Please transcribe the data below exactly. Leave the pictures out.

*** Records for this task ***

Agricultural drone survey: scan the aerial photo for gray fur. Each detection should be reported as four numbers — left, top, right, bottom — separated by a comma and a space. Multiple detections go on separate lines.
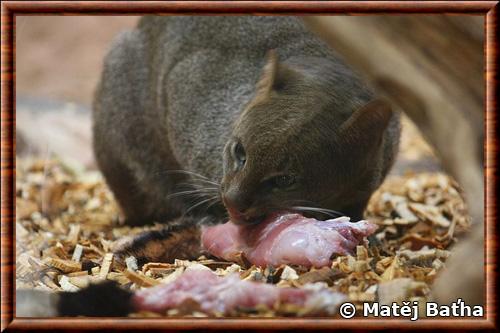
93, 16, 400, 225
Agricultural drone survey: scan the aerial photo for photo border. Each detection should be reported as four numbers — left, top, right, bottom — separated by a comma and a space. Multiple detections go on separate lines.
1, 1, 497, 331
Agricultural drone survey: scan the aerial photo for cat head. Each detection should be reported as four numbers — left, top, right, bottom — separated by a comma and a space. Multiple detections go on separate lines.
221, 51, 395, 224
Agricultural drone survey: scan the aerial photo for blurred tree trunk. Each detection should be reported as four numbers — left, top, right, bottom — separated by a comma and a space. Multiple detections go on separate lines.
303, 15, 485, 305
304, 15, 484, 223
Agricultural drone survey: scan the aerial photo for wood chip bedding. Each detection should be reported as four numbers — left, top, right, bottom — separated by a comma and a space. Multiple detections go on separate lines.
15, 157, 470, 317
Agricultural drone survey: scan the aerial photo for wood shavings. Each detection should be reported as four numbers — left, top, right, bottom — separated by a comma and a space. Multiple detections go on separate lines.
393, 200, 419, 224
91, 266, 100, 276
159, 267, 185, 285
297, 267, 344, 286
59, 275, 80, 292
41, 179, 70, 218
377, 278, 428, 305
66, 224, 80, 245
71, 244, 83, 262
45, 258, 82, 273
280, 266, 299, 281
380, 256, 404, 281
398, 248, 450, 266
16, 198, 39, 220
223, 264, 241, 274
98, 253, 113, 280
107, 272, 132, 285
16, 159, 473, 318
241, 267, 265, 282
409, 203, 451, 227
68, 275, 90, 288
124, 269, 160, 288
125, 256, 138, 271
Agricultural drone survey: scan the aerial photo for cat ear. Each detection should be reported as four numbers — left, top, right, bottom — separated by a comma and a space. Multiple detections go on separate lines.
255, 50, 300, 98
340, 99, 393, 148
255, 50, 279, 96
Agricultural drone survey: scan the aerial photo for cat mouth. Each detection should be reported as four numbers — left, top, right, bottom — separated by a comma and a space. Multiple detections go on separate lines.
229, 208, 339, 226
225, 206, 277, 225
229, 210, 293, 226
225, 203, 275, 225
229, 212, 266, 226
242, 216, 266, 225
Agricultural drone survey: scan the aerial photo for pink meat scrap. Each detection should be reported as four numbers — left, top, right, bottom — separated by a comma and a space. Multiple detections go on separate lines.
201, 213, 378, 268
132, 267, 346, 315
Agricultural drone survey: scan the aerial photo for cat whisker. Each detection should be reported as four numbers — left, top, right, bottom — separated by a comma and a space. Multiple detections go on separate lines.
166, 188, 219, 200
184, 196, 221, 216
292, 207, 337, 218
283, 199, 317, 207
156, 169, 220, 186
291, 206, 345, 218
199, 196, 222, 215
155, 169, 209, 179
177, 181, 220, 191
192, 178, 220, 187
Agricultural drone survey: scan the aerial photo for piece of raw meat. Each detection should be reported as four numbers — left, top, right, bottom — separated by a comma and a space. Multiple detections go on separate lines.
132, 267, 346, 315
201, 213, 378, 268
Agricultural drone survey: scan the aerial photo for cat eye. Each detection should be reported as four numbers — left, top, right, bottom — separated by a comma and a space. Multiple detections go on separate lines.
232, 141, 246, 168
272, 174, 296, 189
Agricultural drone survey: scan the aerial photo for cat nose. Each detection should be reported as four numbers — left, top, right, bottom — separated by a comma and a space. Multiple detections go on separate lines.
222, 190, 251, 223
223, 194, 246, 216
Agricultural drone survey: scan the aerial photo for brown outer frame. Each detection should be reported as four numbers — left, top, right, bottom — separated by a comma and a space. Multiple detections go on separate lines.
1, 1, 497, 331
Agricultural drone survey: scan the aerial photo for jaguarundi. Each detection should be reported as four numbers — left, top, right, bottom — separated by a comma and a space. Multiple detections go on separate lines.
17, 16, 401, 316
92, 16, 400, 265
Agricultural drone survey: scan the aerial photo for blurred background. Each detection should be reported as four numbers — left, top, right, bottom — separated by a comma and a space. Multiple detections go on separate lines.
14, 15, 485, 305
16, 16, 138, 167
16, 16, 138, 105
15, 15, 483, 178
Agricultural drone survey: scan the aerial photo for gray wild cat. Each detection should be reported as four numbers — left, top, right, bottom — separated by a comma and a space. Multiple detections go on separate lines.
93, 16, 400, 239
17, 16, 401, 317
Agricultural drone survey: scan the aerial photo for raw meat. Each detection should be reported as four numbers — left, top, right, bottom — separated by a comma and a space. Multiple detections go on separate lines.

*** End of Records for this task ***

■ Result of the exercise:
Agricultural drone survey: scan the aerial photo for gray fur. Each detection should be reported as four numbers — left, top, right, bottom — separated by a comma and a space. Multiple detections go on separate lines.
93, 16, 400, 225
Agricultural drone survey: scan the aerial photo for photo border. Each detection should be reported as four numbers — left, top, right, bottom — separated by a comma and a space. Multiple detections go on separate lines.
1, 1, 497, 331
Agricultural drone survey: scan the aerial photo for cat head. Each detection should be reported as four numbers — left, top, right, bottom — separated by a comma and a space. Multiple detections go on separate lines.
221, 51, 395, 224
Agricultural drone survey: scan the aerial photo for blurred tree trunk. Each detection should be reported as four numbers — left, top, right, bottom — separated by a comma and a space. Multiple detections go on separate lines.
303, 15, 485, 305
304, 15, 484, 223
Agricultural drone survey: scan the aerial photo for wood chip bedding. Each detection should be reported as four numbers — left, top, right, bottom — separated by a comma and a space. Multiple detections go on separate lines.
15, 157, 470, 317
Agricultural drone survey: scan the aerial photo for wood shavings. Each detection should be reported as four numbers — left, top, right, bottom — separated by a comma and a space. Multiple detections go on separate lines.
393, 200, 419, 224
91, 266, 100, 276
159, 267, 185, 285
297, 267, 344, 286
59, 275, 80, 292
41, 179, 70, 218
377, 278, 428, 305
66, 224, 80, 245
71, 244, 83, 262
45, 258, 82, 273
280, 266, 299, 281
380, 256, 404, 281
398, 248, 450, 266
16, 198, 39, 220
223, 264, 241, 274
98, 253, 113, 280
107, 272, 132, 285
16, 159, 473, 318
241, 267, 265, 282
409, 203, 451, 227
68, 275, 90, 288
124, 269, 160, 288
125, 256, 138, 271
Agricultural drone survey: scan the aerial photo for cat ear. Each detection should be reported as four numbers — left, top, right, bottom — separated by a comma and a space. Multiple detections go on separate lines.
255, 50, 300, 98
340, 99, 393, 148
255, 50, 279, 96
Agricultural drone survey: scan the aerial photo for cat mouth. Each detection should be reported as four numbers — left, top, right, bottom — separated by a comma and a space. Multiple detections go on separate lines.
229, 208, 339, 226
225, 206, 277, 225
229, 210, 293, 226
225, 203, 275, 225
229, 212, 266, 226
242, 216, 266, 225
Agricultural drone survey: scan the aerial photo for pink meat scrap. Each detection should be reported as four numbers — left, top, right, bottom — separated by a comma and a space. Multiple detections go on separate lines.
201, 213, 378, 268
132, 267, 346, 315
Agricultural drone survey: scan the aerial photo for cat whisker. Each detection should be reported as four numbers — left, top, right, bottom — separated by a comma and a space. Multiple detections go on separate lines.
166, 188, 219, 200
184, 196, 221, 216
292, 207, 337, 218
283, 199, 317, 207
156, 169, 220, 186
291, 206, 345, 218
199, 196, 222, 215
155, 169, 209, 179
177, 181, 220, 191
192, 178, 220, 187
Agricultural drone survey: scan the aerial photo for piece of raw meat. Each detection should be reported as four numbers — left, top, right, bottom — separated by a comma and a space. Multiple detections go on separate lines.
132, 267, 346, 315
201, 213, 378, 268
Agricultural drone survey: scan the aerial photo for cat eye. Each detection should be reported as four numbers — left, top, right, bottom — separated by a comma and a space. Multiple detections go on separate lines.
232, 141, 246, 168
272, 174, 296, 189
Agricultural drone survey: scan the aerial photo for cat nose. Each detection should be reported as four numbers — left, top, right, bottom — separated by a comma and a space. Multiple detections go on separate lines.
222, 190, 251, 223
223, 194, 246, 216
Agricultural drone survey: scan the aerial photo for brown outer frame. Each detection should be reported as four numbers — left, top, right, bottom — separated by a comma and a space. Multiple detections go on separate lines.
1, 1, 497, 331
Agricultural drone survey: scan the aerial photo for jaguarundi. Each detection should be reported as four numbers — left, top, right, bottom — separated by a comma and a space. Multiple detections go on separate lines.
17, 16, 401, 316
92, 16, 400, 265
Agricultural drone survey: scan the aerial photo for blurred background. Each detection should be reported as four numbers — left, top, right, bottom — separated by a comma and a space. Multiple detections go on separate lines.
14, 15, 485, 305
16, 16, 138, 167
16, 16, 138, 105
15, 15, 483, 178
Agricultural drone survey: scan the aerial photo for gray wild cat. Each detection should be reported as four numbers — left, top, right, bottom — separated by a comma and a space. Multiple detections go on separate lines.
93, 16, 400, 239
17, 16, 401, 317
Agricultural drone survey: scan the aerial photo for raw meat. Each detection should be reported as four numbers — left, top, right, bottom — separated by a comma and a space. Multiple detections go on separate lines.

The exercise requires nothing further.